» **Task to complete**: Return the following lines and nothing else: the one holding "[mark] the white coffee" and all those after it in the records below, unchanged, minus any pictures.

» **Supplied data**:
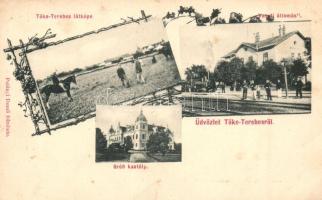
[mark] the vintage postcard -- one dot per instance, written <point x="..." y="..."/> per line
<point x="160" y="99"/>
<point x="247" y="69"/>
<point x="138" y="134"/>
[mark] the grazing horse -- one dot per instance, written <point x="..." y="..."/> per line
<point x="255" y="19"/>
<point x="48" y="89"/>
<point x="215" y="13"/>
<point x="169" y="15"/>
<point x="166" y="50"/>
<point x="186" y="10"/>
<point x="235" y="18"/>
<point x="201" y="21"/>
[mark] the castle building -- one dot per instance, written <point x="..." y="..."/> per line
<point x="139" y="132"/>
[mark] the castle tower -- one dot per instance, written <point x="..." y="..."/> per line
<point x="140" y="132"/>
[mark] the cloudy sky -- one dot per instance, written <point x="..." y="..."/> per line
<point x="159" y="115"/>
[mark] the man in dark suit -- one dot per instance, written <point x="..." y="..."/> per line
<point x="244" y="90"/>
<point x="267" y="87"/>
<point x="121" y="74"/>
<point x="55" y="79"/>
<point x="299" y="86"/>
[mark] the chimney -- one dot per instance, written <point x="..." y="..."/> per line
<point x="257" y="38"/>
<point x="283" y="30"/>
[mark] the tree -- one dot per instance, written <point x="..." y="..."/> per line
<point x="101" y="141"/>
<point x="270" y="71"/>
<point x="196" y="72"/>
<point x="229" y="71"/>
<point x="177" y="147"/>
<point x="158" y="142"/>
<point x="248" y="71"/>
<point x="298" y="68"/>
<point x="128" y="144"/>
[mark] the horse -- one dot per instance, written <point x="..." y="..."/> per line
<point x="201" y="21"/>
<point x="186" y="10"/>
<point x="56" y="89"/>
<point x="255" y="19"/>
<point x="166" y="50"/>
<point x="214" y="14"/>
<point x="235" y="17"/>
<point x="169" y="15"/>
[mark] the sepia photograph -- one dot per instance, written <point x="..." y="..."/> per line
<point x="138" y="133"/>
<point x="126" y="62"/>
<point x="247" y="69"/>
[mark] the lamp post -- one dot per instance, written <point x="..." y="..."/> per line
<point x="285" y="76"/>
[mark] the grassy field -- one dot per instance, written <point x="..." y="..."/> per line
<point x="92" y="88"/>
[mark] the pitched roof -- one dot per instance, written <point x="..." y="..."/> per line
<point x="265" y="44"/>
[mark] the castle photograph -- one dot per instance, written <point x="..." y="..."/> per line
<point x="138" y="134"/>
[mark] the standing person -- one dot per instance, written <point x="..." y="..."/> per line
<point x="253" y="88"/>
<point x="138" y="70"/>
<point x="55" y="79"/>
<point x="258" y="92"/>
<point x="244" y="90"/>
<point x="267" y="87"/>
<point x="121" y="74"/>
<point x="223" y="87"/>
<point x="299" y="86"/>
<point x="279" y="88"/>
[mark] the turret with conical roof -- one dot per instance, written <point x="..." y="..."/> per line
<point x="141" y="117"/>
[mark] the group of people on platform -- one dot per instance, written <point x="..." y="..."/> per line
<point x="246" y="87"/>
<point x="256" y="89"/>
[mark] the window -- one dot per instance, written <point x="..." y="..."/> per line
<point x="265" y="56"/>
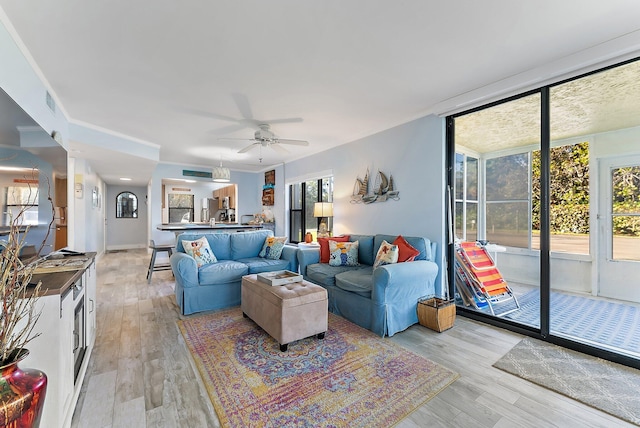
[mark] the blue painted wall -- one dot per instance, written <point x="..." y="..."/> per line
<point x="414" y="154"/>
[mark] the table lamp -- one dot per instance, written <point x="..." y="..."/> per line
<point x="322" y="210"/>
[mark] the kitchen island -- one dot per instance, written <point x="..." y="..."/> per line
<point x="228" y="227"/>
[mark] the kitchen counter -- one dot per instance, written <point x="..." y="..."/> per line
<point x="57" y="281"/>
<point x="219" y="226"/>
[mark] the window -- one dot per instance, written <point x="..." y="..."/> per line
<point x="126" y="205"/>
<point x="302" y="197"/>
<point x="22" y="205"/>
<point x="507" y="190"/>
<point x="466" y="197"/>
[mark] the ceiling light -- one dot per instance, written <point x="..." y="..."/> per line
<point x="220" y="174"/>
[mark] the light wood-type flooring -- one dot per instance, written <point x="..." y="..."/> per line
<point x="141" y="375"/>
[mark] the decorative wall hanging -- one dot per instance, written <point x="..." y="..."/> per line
<point x="382" y="191"/>
<point x="268" y="188"/>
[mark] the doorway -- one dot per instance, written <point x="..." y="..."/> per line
<point x="618" y="253"/>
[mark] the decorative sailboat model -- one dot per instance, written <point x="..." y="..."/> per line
<point x="383" y="189"/>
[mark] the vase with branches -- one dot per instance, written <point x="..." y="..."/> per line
<point x="22" y="392"/>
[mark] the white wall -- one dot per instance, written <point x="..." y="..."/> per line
<point x="86" y="221"/>
<point x="414" y="153"/>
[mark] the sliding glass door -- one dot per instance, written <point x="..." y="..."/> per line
<point x="547" y="185"/>
<point x="494" y="200"/>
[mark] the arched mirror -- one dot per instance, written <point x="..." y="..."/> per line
<point x="126" y="205"/>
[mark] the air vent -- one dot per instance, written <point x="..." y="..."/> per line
<point x="51" y="103"/>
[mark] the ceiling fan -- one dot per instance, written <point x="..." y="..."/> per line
<point x="264" y="137"/>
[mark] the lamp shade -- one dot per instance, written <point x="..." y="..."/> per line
<point x="323" y="209"/>
<point x="221" y="174"/>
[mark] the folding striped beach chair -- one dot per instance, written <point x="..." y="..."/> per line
<point x="479" y="282"/>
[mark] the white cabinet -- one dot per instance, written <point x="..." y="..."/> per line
<point x="90" y="285"/>
<point x="54" y="351"/>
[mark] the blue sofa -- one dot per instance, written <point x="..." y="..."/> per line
<point x="382" y="300"/>
<point x="217" y="285"/>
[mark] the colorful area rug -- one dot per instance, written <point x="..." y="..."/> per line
<point x="610" y="387"/>
<point x="351" y="378"/>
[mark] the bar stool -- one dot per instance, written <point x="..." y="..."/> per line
<point x="152" y="263"/>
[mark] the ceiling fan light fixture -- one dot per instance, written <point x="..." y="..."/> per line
<point x="220" y="174"/>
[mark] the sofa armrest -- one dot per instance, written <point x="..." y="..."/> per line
<point x="185" y="269"/>
<point x="401" y="281"/>
<point x="289" y="253"/>
<point x="307" y="256"/>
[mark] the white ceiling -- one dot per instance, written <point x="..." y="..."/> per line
<point x="184" y="74"/>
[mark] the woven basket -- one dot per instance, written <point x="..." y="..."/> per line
<point x="436" y="314"/>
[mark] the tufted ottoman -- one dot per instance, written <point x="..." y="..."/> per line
<point x="287" y="312"/>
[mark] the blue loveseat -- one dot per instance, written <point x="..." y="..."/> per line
<point x="217" y="285"/>
<point x="382" y="300"/>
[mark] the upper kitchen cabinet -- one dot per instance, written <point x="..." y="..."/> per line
<point x="230" y="192"/>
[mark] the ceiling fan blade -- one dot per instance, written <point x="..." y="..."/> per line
<point x="249" y="147"/>
<point x="278" y="148"/>
<point x="286" y="120"/>
<point x="235" y="139"/>
<point x="293" y="142"/>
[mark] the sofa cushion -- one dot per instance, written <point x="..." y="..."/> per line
<point x="222" y="272"/>
<point x="248" y="244"/>
<point x="272" y="247"/>
<point x="343" y="253"/>
<point x="324" y="246"/>
<point x="358" y="281"/>
<point x="220" y="243"/>
<point x="261" y="264"/>
<point x="406" y="252"/>
<point x="323" y="274"/>
<point x="366" y="255"/>
<point x="421" y="244"/>
<point x="199" y="249"/>
<point x="387" y="254"/>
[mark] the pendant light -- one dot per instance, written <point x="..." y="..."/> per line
<point x="221" y="174"/>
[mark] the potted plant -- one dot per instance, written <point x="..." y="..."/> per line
<point x="22" y="391"/>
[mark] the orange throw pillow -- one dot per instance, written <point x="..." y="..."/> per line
<point x="324" y="246"/>
<point x="406" y="253"/>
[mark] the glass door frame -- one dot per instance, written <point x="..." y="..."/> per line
<point x="543" y="332"/>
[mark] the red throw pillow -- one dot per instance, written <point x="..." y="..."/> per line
<point x="406" y="253"/>
<point x="324" y="246"/>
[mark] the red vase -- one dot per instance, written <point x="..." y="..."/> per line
<point x="22" y="394"/>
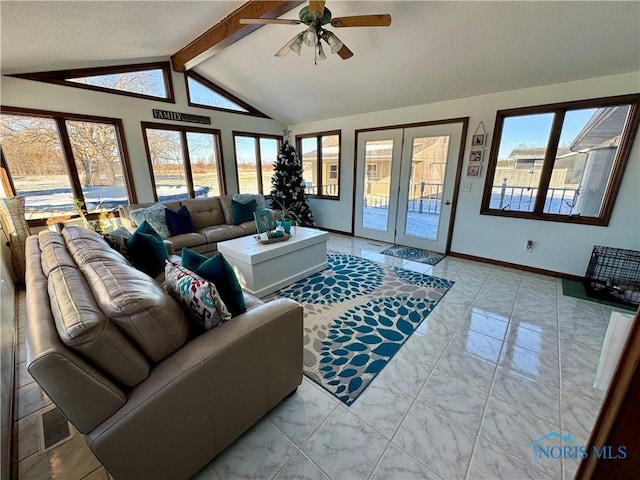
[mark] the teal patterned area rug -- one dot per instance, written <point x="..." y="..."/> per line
<point x="415" y="254"/>
<point x="357" y="315"/>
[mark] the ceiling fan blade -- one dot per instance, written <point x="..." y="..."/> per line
<point x="382" y="20"/>
<point x="316" y="6"/>
<point x="265" y="21"/>
<point x="344" y="52"/>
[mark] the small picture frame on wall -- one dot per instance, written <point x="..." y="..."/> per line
<point x="473" y="170"/>
<point x="478" y="140"/>
<point x="264" y="221"/>
<point x="475" y="156"/>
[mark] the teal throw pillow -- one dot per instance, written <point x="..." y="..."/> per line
<point x="147" y="250"/>
<point x="217" y="270"/>
<point x="242" y="212"/>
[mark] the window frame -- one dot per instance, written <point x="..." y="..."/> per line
<point x="60" y="77"/>
<point x="318" y="136"/>
<point x="559" y="110"/>
<point x="183" y="130"/>
<point x="256" y="137"/>
<point x="60" y="119"/>
<point x="252" y="111"/>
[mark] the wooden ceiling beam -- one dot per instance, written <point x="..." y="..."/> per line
<point x="227" y="32"/>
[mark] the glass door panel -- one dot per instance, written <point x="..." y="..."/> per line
<point x="379" y="157"/>
<point x="377" y="184"/>
<point x="429" y="161"/>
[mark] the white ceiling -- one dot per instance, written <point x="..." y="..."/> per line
<point x="432" y="51"/>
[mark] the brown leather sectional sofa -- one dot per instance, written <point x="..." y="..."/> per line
<point x="116" y="354"/>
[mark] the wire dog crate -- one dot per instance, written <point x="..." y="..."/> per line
<point x="614" y="274"/>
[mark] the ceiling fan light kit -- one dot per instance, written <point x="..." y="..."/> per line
<point x="316" y="15"/>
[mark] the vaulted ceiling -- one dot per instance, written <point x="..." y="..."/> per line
<point x="433" y="51"/>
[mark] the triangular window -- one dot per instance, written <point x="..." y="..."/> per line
<point x="204" y="93"/>
<point x="149" y="80"/>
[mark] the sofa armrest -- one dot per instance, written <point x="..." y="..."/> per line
<point x="204" y="396"/>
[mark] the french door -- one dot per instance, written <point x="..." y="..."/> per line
<point x="404" y="184"/>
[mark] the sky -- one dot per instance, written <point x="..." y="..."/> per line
<point x="533" y="130"/>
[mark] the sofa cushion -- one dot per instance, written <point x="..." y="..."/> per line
<point x="155" y="216"/>
<point x="247" y="197"/>
<point x="204" y="212"/>
<point x="140" y="307"/>
<point x="86" y="246"/>
<point x="198" y="297"/>
<point x="179" y="221"/>
<point x="54" y="251"/>
<point x="217" y="270"/>
<point x="220" y="233"/>
<point x="117" y="239"/>
<point x="147" y="250"/>
<point x="242" y="212"/>
<point x="187" y="240"/>
<point x="84" y="327"/>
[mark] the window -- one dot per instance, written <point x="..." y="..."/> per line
<point x="148" y="80"/>
<point x="320" y="153"/>
<point x="202" y="92"/>
<point x="56" y="160"/>
<point x="185" y="162"/>
<point x="255" y="157"/>
<point x="561" y="162"/>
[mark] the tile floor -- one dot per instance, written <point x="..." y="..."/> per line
<point x="504" y="359"/>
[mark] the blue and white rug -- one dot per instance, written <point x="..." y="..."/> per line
<point x="415" y="254"/>
<point x="357" y="315"/>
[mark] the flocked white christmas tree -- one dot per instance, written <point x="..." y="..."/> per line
<point x="288" y="188"/>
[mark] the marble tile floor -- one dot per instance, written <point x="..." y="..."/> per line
<point x="502" y="360"/>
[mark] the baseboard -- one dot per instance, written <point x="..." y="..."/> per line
<point x="526" y="268"/>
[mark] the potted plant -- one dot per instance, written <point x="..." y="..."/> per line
<point x="286" y="217"/>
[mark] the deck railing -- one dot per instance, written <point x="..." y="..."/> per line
<point x="560" y="200"/>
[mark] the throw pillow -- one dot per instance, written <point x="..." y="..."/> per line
<point x="155" y="216"/>
<point x="242" y="212"/>
<point x="197" y="296"/>
<point x="180" y="221"/>
<point x="247" y="197"/>
<point x="147" y="250"/>
<point x="217" y="270"/>
<point x="117" y="239"/>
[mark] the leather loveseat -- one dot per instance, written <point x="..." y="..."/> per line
<point x="117" y="355"/>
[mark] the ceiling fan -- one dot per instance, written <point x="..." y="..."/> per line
<point x="316" y="16"/>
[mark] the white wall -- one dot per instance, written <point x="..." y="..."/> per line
<point x="557" y="247"/>
<point x="42" y="96"/>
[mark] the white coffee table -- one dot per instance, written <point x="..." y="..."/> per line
<point x="263" y="269"/>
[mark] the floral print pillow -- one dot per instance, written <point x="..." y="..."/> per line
<point x="198" y="297"/>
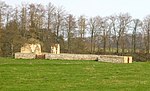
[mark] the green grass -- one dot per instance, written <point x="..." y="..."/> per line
<point x="61" y="75"/>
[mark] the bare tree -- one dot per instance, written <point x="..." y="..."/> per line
<point x="146" y="28"/>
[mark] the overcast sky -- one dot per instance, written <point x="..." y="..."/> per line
<point x="136" y="8"/>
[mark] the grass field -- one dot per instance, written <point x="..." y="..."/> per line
<point x="61" y="75"/>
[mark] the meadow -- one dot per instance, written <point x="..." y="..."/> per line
<point x="67" y="75"/>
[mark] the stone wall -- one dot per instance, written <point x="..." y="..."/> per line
<point x="101" y="58"/>
<point x="115" y="59"/>
<point x="71" y="56"/>
<point x="25" y="55"/>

» **Answer to the problem**:
[mark] the white coffee table -- one dot per instance, written <point x="..." y="..."/> per line
<point x="263" y="269"/>
[mark] the floral print pillow -- one dot per instance, written <point x="..." y="..."/> per line
<point x="198" y="297"/>
[mark] the green grass -- one dot per instance, written <point x="..." y="..."/> per line
<point x="61" y="75"/>
[mark] the bare tree -- one dot per instance, written <point x="..." y="..."/> per line
<point x="146" y="28"/>
[mark] the overcast sky -- one dot per instance, written <point x="..." y="..."/> per line
<point x="136" y="8"/>
[mark] the grass field -- one dot per instance, written <point x="..." y="..."/> per line
<point x="61" y="75"/>
[mark] the meadow -- one dot per instance, written <point x="..." y="..."/> per line
<point x="67" y="75"/>
[mark] the stone wall -- one dot per instance, written <point x="..." y="..."/> per line
<point x="101" y="58"/>
<point x="115" y="59"/>
<point x="71" y="56"/>
<point x="25" y="55"/>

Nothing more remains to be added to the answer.